[START PASSAGE GIVEN]
# Charter in Puerto Rico??



## Whitecap00 (Mar 7, 2008)

Heading to Puerto Rico the first week of May. Planning on doing some fishing while im over there. Can anyone recommend an offshorecharter?


----------



## ONELINEOFF (Mar 9, 2010)

been to puerto rico on a charter / word of the wise make sure you know in advanced what they are targeting . We went out of cabo rojo and and promised fish for the plate and alll we caught was barracudda. 

good luck


----------



## fred (Dec 28, 2008)

I went out with a guy who's supposed to be the biggest down there, don't remember the name but he's on the left as you cross the stone bridge going towards the old city and the fort. He controls several boats and has a tackle shop at the dock. I wouldn't go again. It was a shared charter. I had a guy who worked for me along and there was a couple who had never fished.

We caught a couple of dorado and small wahoo. We could have cleaned up on dorado, they were really active on a weed line, but the captain kept us off to the side only going in close a couple of times to let us pick off the two, plus two for the couple. There was no trick at all, as soon as we got near the line we picked up dorado, once a double, but he wasn't going to let us catch a bunch.

Then when we got in he was offended that we wanted to keep our fish to take back to the condo and grill on the beach - he wanted the fish.

They seem to be interested in big bucks big game fishing, but it was not the season. That's fine, I would be too, but that does not mean you can't show us others a good time - if he doesn't want to he shouldn't take the charter. Having a captain act like he's doing you a favor by taking your money does not lend to a good atmosphere.

I think Iremember the name but since I'm not 100% sure I'm not going to say. The dock is at 18.45979 North by 66.087593 West.

We went tarpon fishing in the lagoon with a small operator and he showed us a good time. Didn't catch much, they were rolling but had lockjaw, but he was friendly and worked hard at it - that I would do again. Wish I remembered his name, but it's been a few years.


----------



## Whitecap00 (Mar 7, 2008)

Thanks for the input. I guess I need to do my homework before this trip??


----------
[END PASSAGE GIVEN]
## INSTRUCTION A
Can you transcribe the Puerto Rico charter thread between "# Charter in" and "(Mar 9, 2010)", inclusive?
[START EXTRACTED RECORDS]
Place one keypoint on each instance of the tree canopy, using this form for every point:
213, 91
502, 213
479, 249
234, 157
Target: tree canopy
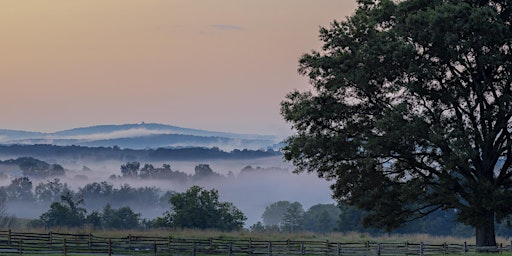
411, 111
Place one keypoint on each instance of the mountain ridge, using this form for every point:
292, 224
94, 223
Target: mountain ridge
141, 136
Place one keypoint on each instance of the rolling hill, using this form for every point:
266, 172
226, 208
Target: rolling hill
141, 136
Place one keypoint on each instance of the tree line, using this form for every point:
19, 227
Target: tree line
125, 154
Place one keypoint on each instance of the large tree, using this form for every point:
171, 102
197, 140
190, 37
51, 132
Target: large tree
411, 111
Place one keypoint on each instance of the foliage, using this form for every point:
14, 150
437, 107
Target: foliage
65, 214
122, 218
321, 218
200, 208
20, 189
293, 217
411, 111
51, 190
274, 213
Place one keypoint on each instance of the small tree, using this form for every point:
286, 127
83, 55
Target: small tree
200, 208
293, 217
274, 213
65, 214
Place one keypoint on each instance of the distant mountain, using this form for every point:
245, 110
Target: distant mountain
141, 136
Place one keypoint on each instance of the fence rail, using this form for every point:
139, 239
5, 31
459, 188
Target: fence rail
17, 243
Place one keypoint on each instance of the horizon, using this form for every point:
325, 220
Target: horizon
212, 65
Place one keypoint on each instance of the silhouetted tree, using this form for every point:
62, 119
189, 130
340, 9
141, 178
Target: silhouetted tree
411, 111
200, 208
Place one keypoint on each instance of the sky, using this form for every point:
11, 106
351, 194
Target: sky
221, 65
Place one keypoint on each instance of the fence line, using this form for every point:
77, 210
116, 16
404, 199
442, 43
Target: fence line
18, 243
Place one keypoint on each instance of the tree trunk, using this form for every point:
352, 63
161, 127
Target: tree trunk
485, 235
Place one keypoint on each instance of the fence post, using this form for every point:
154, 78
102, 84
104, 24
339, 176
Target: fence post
89, 243
21, 247
129, 242
65, 250
109, 247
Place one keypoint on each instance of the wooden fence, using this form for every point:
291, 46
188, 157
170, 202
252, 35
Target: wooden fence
13, 243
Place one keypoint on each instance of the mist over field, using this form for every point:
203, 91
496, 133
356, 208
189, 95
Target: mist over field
250, 192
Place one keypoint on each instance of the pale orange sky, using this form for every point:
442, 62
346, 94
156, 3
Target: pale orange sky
220, 65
[END EXTRACTED RECORDS]
## INSTRUCTION B
Can you gather every line of the entries that contains the string "large"? Case counts.

## CORRECT RESULT A
# Charter in Puerto Rico??



## Whitecap00 (Mar 7, 2008)

Heading to Puerto Rico the first week of May. Planning on doing some fishing while im over there. Can anyone recommend an offshorecharter?


----------



## ONELINEOFF (Mar 9, 2010)

## CORRECT RESULT B
Place one keypoint on each instance of the large tree, using this form for every point:
Target: large tree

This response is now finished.